*EXERCISE MATERIAL*.
--- BEGIN ---

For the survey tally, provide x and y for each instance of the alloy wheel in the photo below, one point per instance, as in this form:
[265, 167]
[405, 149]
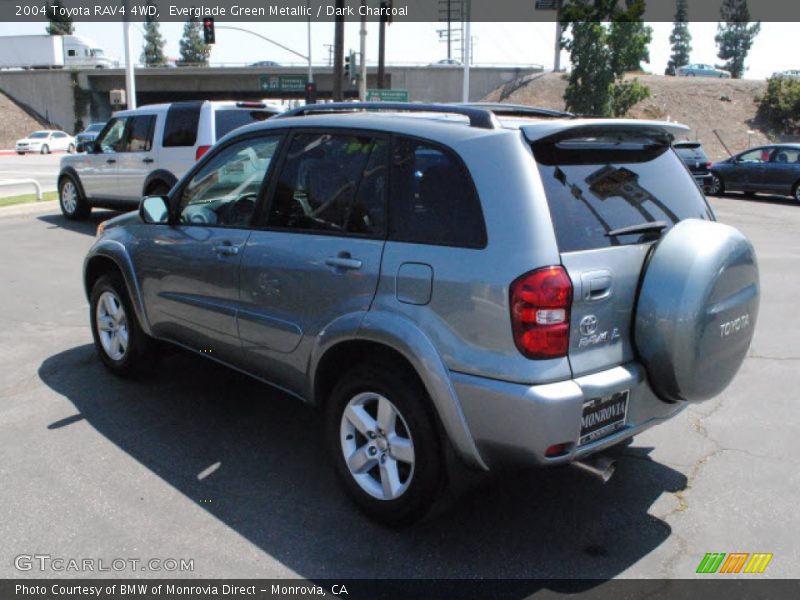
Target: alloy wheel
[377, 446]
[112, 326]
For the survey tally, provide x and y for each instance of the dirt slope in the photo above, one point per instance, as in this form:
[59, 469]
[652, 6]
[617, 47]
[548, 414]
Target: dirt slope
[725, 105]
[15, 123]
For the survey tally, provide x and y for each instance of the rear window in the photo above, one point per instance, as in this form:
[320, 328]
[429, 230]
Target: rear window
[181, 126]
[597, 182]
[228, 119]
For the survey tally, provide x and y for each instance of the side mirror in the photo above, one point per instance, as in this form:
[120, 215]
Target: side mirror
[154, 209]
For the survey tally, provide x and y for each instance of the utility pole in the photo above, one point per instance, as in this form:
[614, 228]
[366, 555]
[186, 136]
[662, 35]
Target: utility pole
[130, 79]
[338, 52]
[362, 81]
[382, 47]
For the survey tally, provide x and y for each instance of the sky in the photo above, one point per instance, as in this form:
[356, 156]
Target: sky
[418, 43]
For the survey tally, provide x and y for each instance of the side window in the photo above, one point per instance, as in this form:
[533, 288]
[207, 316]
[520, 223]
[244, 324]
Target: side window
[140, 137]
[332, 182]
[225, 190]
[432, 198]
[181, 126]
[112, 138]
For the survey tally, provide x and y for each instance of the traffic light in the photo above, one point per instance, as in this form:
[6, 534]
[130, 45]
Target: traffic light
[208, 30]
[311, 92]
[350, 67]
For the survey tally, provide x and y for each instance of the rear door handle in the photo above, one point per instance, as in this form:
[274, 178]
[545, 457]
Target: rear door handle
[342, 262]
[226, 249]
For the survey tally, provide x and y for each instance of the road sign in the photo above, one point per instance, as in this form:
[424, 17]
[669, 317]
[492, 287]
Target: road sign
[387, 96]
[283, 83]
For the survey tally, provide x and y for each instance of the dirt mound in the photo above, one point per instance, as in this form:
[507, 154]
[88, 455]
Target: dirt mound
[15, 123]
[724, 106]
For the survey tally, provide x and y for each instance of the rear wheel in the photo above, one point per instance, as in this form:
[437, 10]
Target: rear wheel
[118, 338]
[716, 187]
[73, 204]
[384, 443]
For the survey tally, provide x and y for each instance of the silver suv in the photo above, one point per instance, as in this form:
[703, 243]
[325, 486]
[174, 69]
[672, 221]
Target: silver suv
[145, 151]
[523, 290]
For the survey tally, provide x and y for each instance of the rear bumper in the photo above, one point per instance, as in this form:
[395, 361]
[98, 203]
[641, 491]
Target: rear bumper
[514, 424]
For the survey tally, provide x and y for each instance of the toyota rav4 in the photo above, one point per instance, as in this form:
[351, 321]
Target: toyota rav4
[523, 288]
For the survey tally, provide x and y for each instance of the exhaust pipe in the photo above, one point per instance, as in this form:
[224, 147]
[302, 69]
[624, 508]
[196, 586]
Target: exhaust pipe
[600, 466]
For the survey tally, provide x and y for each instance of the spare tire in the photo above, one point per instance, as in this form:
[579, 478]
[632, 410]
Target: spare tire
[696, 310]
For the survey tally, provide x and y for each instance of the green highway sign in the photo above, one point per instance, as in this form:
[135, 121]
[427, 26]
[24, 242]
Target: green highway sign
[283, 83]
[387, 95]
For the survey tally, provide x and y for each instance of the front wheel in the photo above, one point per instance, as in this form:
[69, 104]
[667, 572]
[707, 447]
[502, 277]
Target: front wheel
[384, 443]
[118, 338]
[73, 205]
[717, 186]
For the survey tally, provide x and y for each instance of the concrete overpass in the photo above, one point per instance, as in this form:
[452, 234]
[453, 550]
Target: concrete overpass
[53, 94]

--- END ---

*BRIEF*. Starting from the line containing "of the green", repeat each line through the end of the entries, exactly.

*RESULT BELOW*.
For the survey tally, provide x and y for each instance of the green highway sign in the photo above, one point per instance, as in this form:
[135, 121]
[427, 26]
[24, 242]
Target: green highway sign
[283, 83]
[387, 95]
For the survey tally, provide x and y for each instance of the front wheel in the photo above, one point per instance, as in this form:
[69, 104]
[667, 572]
[707, 447]
[502, 277]
Target: front wheel
[384, 443]
[118, 338]
[73, 205]
[717, 186]
For the survey tally, provide x and y for each instance of the concrete overpass in the photo above, one point per instance, as in this form:
[452, 234]
[453, 550]
Target: concrete overpass
[53, 94]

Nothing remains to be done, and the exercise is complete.